> Your assignment
When you write out the material, keep every line exactly as it is.
++++++++
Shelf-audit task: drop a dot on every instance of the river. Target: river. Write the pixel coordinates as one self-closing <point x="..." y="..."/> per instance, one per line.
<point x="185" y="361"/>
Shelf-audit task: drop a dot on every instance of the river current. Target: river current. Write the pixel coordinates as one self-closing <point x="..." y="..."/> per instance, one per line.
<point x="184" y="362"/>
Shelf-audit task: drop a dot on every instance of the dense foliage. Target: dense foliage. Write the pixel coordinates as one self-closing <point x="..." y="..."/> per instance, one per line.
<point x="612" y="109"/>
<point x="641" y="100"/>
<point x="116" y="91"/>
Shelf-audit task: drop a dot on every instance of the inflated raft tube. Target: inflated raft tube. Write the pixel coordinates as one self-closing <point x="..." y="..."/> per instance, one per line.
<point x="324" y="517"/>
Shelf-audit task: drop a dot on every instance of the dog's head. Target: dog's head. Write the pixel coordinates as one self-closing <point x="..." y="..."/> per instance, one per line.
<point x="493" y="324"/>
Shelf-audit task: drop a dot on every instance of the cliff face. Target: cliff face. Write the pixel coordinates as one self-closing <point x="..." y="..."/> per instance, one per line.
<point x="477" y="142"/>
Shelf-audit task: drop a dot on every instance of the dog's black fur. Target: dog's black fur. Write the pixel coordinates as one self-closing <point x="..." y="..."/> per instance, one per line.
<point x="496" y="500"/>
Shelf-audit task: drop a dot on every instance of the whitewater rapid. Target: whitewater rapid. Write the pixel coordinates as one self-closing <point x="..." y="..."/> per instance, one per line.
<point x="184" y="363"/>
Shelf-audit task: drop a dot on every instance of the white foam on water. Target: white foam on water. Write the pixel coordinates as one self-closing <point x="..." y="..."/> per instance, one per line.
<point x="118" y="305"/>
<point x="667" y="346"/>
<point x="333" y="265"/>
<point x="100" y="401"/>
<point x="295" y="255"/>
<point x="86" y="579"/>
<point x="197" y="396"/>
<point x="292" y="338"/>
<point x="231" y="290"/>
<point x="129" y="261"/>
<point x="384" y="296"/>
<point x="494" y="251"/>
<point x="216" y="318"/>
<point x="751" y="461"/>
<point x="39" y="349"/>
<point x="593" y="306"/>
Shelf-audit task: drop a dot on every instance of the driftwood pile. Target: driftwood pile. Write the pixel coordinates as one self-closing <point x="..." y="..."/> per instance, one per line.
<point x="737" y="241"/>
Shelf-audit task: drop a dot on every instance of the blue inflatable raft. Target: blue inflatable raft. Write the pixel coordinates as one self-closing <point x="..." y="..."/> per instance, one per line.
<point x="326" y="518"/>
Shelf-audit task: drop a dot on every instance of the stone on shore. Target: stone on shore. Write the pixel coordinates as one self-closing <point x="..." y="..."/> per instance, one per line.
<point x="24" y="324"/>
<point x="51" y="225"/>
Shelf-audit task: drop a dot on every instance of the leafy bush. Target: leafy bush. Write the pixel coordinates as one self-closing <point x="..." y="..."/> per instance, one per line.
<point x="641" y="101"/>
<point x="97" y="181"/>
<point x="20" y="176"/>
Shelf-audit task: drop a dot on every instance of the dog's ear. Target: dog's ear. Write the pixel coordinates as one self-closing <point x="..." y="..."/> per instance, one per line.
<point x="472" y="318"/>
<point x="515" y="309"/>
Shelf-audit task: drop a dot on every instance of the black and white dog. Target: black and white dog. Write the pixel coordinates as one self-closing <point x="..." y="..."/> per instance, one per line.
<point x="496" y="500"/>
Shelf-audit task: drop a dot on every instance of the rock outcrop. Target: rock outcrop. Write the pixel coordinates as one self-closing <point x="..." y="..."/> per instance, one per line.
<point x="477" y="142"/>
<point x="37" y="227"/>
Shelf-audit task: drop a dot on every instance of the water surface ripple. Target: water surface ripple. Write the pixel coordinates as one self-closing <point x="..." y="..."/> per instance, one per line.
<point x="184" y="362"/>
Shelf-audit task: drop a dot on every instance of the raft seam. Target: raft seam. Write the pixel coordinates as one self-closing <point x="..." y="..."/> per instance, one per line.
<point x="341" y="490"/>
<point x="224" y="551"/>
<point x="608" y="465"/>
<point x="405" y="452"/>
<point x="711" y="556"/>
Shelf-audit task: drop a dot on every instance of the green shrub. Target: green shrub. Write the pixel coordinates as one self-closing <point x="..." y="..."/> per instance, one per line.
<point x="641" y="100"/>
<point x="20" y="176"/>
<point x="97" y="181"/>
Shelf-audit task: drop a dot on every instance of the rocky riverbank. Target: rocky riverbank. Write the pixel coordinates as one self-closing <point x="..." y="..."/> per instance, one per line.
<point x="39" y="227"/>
++++++++
> Exercise response
Shelf-audit task: drop a dot on every instance of the river. Target: river. Write the pixel coordinates as one self-closing <point x="..." y="..."/> per instance, one per line.
<point x="185" y="361"/>
Shelf-audit task: drop a dot on every instance of the river current. Target: river current. Write the pixel coordinates as one self-closing <point x="..." y="..."/> per instance, one per line.
<point x="184" y="362"/>
Shelf-audit task: drop a dot on every instance of the dense foliage. Target: dense foliage. Write the pixel coordinates as one self-closing <point x="..." y="..."/> per instance, one per line.
<point x="612" y="109"/>
<point x="641" y="100"/>
<point x="116" y="91"/>
Shelf-audit task: drop a dot on every instance of the inflated raft tube. Target: inflated raft tube. Write the pixel coordinates as one self-closing <point x="..." y="..."/> per instance, one per line.
<point x="324" y="517"/>
Shelf-audit task: drop a dot on every instance of the dog's head. Target: dog's head. Write the pixel coordinates as one self-closing <point x="..." y="..."/> per instance, one per line.
<point x="493" y="324"/>
Shelf-audit task: drop a dot on every instance of the cliff face. Target: cliff face. Write the pixel coordinates as one self-closing <point x="..." y="..."/> per instance, one per line.
<point x="477" y="142"/>
Shelf-audit task: drop a dot on every instance of the dog's black fur. Target: dog's black fur. Write the pixel coordinates as one self-closing <point x="..." y="..."/> per instance, one per line.
<point x="496" y="500"/>
Shelf-audit task: drop a dot on every instance of the whitewater rapid. Target: whitewater rapid. Write the pixel coordinates as one self-closing <point x="..." y="..."/> per instance, one per line.
<point x="184" y="363"/>
Shelf-audit task: drop a dot on every instance of the white foam on water. Target: white foam on water. Write the pixel coordinates as one self-closing <point x="..." y="..."/> per instance, one per line.
<point x="118" y="305"/>
<point x="667" y="346"/>
<point x="333" y="265"/>
<point x="100" y="401"/>
<point x="295" y="255"/>
<point x="86" y="579"/>
<point x="197" y="396"/>
<point x="292" y="338"/>
<point x="231" y="290"/>
<point x="129" y="261"/>
<point x="384" y="296"/>
<point x="494" y="251"/>
<point x="216" y="318"/>
<point x="751" y="461"/>
<point x="39" y="349"/>
<point x="593" y="306"/>
Shelf-audit task: drop a dot on every instance of the driftwood pile. Target: driftwood pile. Write the pixel coordinates as one self-closing <point x="..." y="..."/> per instance, one per line.
<point x="737" y="241"/>
Shelf-audit task: drop a dot on every instance of the blue inflatable raft. Target: blue inflatable raft. Write the pixel coordinates as one self-closing <point x="..." y="..."/> per instance, one per line.
<point x="326" y="518"/>
Shelf-audit task: drop a dot on every instance of the stone on shore. Target: stone on shore. Write the pixel coordinates as one self-closing <point x="..." y="..."/> per instance, one per line.
<point x="24" y="324"/>
<point x="51" y="225"/>
Shelf-audit task: drop a dot on every instance of the leafy bush. Target: leafy bush. Write the pixel coordinates as one self-closing <point x="..." y="..."/> per instance, one per line.
<point x="641" y="101"/>
<point x="97" y="181"/>
<point x="20" y="176"/>
Shelf-audit task: drop a dot on every instance of the dog's ear. Target: dog's ear. Write the pixel coordinates as one self-closing <point x="..." y="..."/> per instance, one per line.
<point x="472" y="318"/>
<point x="515" y="309"/>
Shelf-audit task: drop a dot on every instance of the black and white dog. Target: black and white dog. Write the pixel coordinates as one self-closing <point x="..." y="..."/> per instance, one per line.
<point x="496" y="500"/>
Shelf-audit task: drop a dot on every instance of the rock outcrop. Target: rock outcrop. Write the pixel coordinates as one self-closing <point x="..." y="..."/> per instance, one per line.
<point x="477" y="142"/>
<point x="37" y="227"/>
Shelf-audit task: drop a dot on every instance of the water surface ripple. Target: water surface ripple. Write the pixel coordinates as one self-closing <point x="..." y="..."/> per instance, one per line.
<point x="184" y="362"/>
Shelf-audit task: drop a dot on every instance of the raft seam. Target: raft seam. Write the pixel coordinates as one self-closing <point x="..." y="..."/> per instance, one per line.
<point x="341" y="490"/>
<point x="224" y="551"/>
<point x="608" y="465"/>
<point x="405" y="452"/>
<point x="711" y="556"/>
Shelf-audit task: drop a dot on every instance of the green shrub. Target: green shrub. Write the pixel coordinates as one self-closing <point x="..." y="..."/> per instance, one per line.
<point x="641" y="100"/>
<point x="20" y="176"/>
<point x="97" y="181"/>
Shelf-audit task: drop a dot on every instance of the rocky riverbank. Target: rocky riverbank. Write the pixel coordinates as one self-closing <point x="..." y="..."/> per instance, one per line.
<point x="39" y="227"/>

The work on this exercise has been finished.